— begin ITEMS —

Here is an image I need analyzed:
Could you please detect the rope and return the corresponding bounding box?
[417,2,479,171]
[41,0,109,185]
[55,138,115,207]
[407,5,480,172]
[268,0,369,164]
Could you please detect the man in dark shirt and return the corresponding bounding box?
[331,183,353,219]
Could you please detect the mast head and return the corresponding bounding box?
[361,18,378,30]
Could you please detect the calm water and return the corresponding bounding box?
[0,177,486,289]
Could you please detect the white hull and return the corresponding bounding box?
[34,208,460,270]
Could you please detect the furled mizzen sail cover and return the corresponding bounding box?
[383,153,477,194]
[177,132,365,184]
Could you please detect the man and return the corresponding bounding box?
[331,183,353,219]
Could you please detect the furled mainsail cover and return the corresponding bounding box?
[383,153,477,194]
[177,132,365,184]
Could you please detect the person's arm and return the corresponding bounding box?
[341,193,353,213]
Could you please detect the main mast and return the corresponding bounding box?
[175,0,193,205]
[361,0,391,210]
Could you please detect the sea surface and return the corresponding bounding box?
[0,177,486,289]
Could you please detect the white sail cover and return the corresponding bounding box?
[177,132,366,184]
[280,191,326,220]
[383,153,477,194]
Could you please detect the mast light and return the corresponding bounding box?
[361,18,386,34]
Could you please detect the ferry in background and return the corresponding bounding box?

— end ITEMS —

Copy the entries above word for word, starting with the line that contains "Could you please detect the sea" and going on through the last line of the entries.

Could you please detect the sea surface and return the corresponding bounding box?
[0,177,486,289]
Could you please detect the white sail cover and return the corresponding bounding box?
[177,132,366,184]
[280,191,326,220]
[383,153,477,194]
Could you please detect the mast light and return the corresponding bounding box?
[361,18,386,34]
Could you please detect the ferry in background and return the corresponding bounding box?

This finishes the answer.